>> start
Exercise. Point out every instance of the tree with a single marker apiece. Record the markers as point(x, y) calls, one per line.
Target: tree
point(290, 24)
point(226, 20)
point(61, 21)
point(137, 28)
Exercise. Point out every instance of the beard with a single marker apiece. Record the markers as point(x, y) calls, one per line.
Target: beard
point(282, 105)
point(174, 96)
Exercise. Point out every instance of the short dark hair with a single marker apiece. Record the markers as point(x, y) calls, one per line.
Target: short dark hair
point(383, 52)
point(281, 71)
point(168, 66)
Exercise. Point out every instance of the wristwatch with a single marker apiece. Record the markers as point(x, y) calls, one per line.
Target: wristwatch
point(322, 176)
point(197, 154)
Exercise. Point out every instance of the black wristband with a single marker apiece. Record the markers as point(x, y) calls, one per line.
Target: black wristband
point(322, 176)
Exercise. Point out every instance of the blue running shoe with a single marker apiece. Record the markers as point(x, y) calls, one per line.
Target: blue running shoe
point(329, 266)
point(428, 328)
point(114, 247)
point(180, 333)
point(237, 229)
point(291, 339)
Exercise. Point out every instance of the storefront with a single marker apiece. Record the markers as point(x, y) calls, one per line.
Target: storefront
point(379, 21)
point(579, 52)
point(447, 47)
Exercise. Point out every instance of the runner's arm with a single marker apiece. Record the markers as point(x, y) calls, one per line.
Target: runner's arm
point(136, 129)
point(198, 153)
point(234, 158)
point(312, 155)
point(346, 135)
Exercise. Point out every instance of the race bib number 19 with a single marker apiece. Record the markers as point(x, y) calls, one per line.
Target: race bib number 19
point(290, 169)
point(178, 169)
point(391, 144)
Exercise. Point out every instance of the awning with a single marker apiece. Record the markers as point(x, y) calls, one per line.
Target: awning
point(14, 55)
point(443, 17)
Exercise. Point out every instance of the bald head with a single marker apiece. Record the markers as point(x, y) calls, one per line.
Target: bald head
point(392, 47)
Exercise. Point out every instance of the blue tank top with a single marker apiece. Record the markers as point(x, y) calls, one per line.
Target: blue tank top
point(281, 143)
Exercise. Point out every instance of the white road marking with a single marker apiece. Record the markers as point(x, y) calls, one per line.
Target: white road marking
>> end
### Written request
Please rewrite the data from its first line through the line containing "point(174, 96)", inclusive, swapping "single marker" for "single pin" and leaving everything else unchanged.

### Response for this exercise
Exercise. Point out every instance of the tree with a single pin apiece. Record the markers as point(x, y) calls, one per line.
Target: tree
point(290, 24)
point(226, 20)
point(61, 21)
point(137, 28)
Exercise. Point out every instance of the beard with a single pin apiece. Record the markers as point(x, y) calls, one per line.
Target: beard
point(282, 105)
point(174, 96)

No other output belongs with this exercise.